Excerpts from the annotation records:
########

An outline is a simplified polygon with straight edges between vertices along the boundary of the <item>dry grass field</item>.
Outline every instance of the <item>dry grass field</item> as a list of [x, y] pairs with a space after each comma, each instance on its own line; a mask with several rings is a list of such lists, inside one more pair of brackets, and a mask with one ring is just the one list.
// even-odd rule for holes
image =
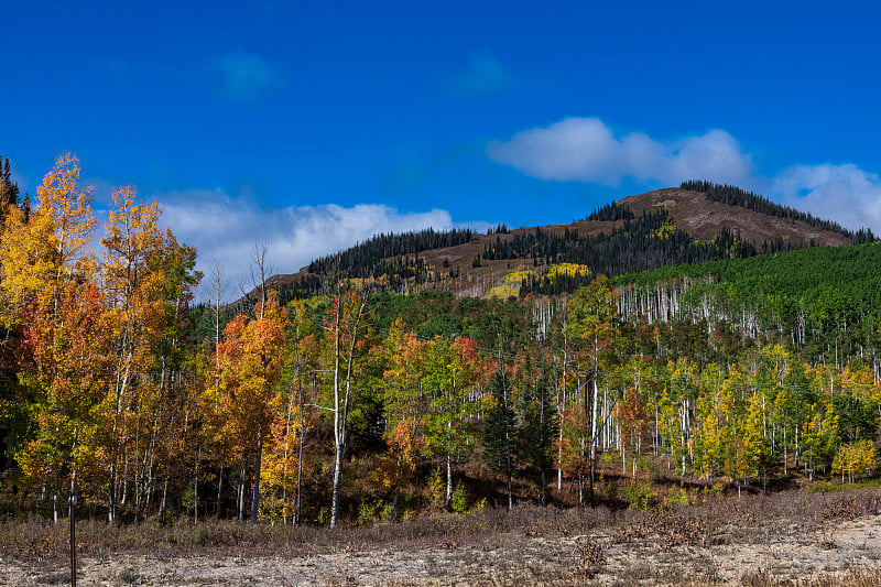
[[[77, 526], [78, 585], [881, 586], [881, 491], [708, 494], [692, 506], [522, 506], [336, 531]], [[69, 584], [67, 524], [0, 524], [0, 583]]]

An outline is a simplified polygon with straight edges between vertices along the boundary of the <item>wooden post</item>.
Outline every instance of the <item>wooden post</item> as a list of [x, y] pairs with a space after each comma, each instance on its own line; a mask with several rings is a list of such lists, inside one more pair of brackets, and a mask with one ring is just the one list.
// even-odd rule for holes
[[76, 587], [76, 496], [67, 501], [70, 503], [70, 587]]

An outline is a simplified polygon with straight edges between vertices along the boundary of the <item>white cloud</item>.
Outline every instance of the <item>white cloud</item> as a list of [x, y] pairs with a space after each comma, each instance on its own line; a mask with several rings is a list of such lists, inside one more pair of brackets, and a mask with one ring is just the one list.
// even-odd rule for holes
[[218, 83], [218, 93], [237, 102], [259, 101], [264, 94], [287, 85], [263, 57], [236, 51], [215, 59], [210, 73]]
[[762, 174], [724, 130], [659, 141], [617, 137], [598, 118], [567, 118], [493, 141], [487, 155], [526, 175], [617, 186], [626, 178], [654, 187], [699, 178], [759, 192], [781, 204], [881, 235], [881, 177], [853, 164], [791, 165]]
[[228, 295], [239, 293], [240, 280], [251, 285], [251, 253], [255, 243], [269, 246], [273, 273], [294, 273], [318, 257], [379, 232], [454, 227], [446, 210], [402, 214], [379, 204], [273, 209], [232, 198], [219, 189], [168, 193], [160, 196], [160, 203], [164, 208], [163, 222], [172, 227], [177, 240], [196, 247], [198, 269], [207, 275], [211, 261], [219, 263], [233, 284]]
[[752, 170], [751, 156], [722, 130], [661, 142], [640, 132], [618, 138], [598, 118], [567, 118], [519, 132], [491, 142], [487, 154], [541, 180], [610, 186], [628, 177], [665, 185], [694, 177], [743, 184]]
[[770, 181], [783, 204], [881, 235], [881, 178], [857, 165], [793, 165]]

########

Reproduce all of the records with "straight edges" replaced by "straight segments" wherever it occurs, leaving everything else unchanged. Omit the pictures from your answer.

Response to this exercise:
An outline is a simplified polygon with straight segments between vertices along the boundary of the <item>dry grass field</item>.
Outline every instance of the <item>dry grass field</item> as a list of [x, y] pairs with a space after each comma, each instance on its own line; a mask with several rings is a list of such lists, inside one more pair of brackets, and a mask with one ring is just the one list.
// even-odd rule for holes
image =
[[[77, 526], [78, 585], [881, 586], [881, 491], [708, 494], [692, 506], [522, 506], [336, 531]], [[69, 584], [67, 524], [0, 524], [0, 583]]]

An outline is a simplified polygon with straight segments between vertices along the boundary of the <item>wooden post</item>.
Outline every instance of the <item>wooden post</item> as a list of [x, y] pairs with a space after each comma, each instance on its own line; a mask with several rings is a list of such lists, inside one more pair of brackets, and a mask with one ring is just the one list.
// even-odd rule for holes
[[76, 587], [76, 496], [67, 501], [70, 503], [70, 587]]

An outline is a simplified polygon with straight segments between vertices along the boundary of the <item>white cloud</item>.
Outline every instance of the <item>white cloud</item> as a list of [x, y] pairs with a space after each comma, each instance on its own line; a mask with several rings is a list of such lists, inside one more pair of brackets, and a mask with one ring is just the one list.
// even-odd rule for holes
[[218, 83], [218, 93], [237, 102], [259, 101], [264, 94], [287, 85], [263, 57], [236, 51], [215, 59], [210, 73]]
[[762, 174], [724, 130], [659, 141], [617, 137], [598, 118], [567, 118], [493, 141], [487, 155], [526, 175], [617, 186], [626, 178], [654, 187], [699, 178], [759, 192], [781, 204], [881, 235], [881, 177], [853, 164], [791, 165]]
[[228, 295], [239, 293], [240, 280], [251, 285], [251, 253], [255, 243], [269, 246], [273, 273], [294, 273], [318, 257], [379, 232], [454, 227], [446, 210], [402, 214], [379, 204], [273, 209], [232, 198], [219, 189], [168, 193], [160, 196], [160, 203], [164, 208], [163, 222], [172, 227], [177, 240], [196, 247], [198, 269], [207, 275], [211, 261], [219, 263], [233, 284]]
[[752, 170], [751, 156], [722, 130], [661, 142], [640, 132], [618, 138], [598, 118], [567, 118], [519, 132], [491, 142], [487, 154], [541, 180], [610, 186], [628, 177], [665, 185], [694, 177], [743, 184]]
[[770, 181], [783, 204], [881, 235], [881, 178], [857, 165], [793, 165]]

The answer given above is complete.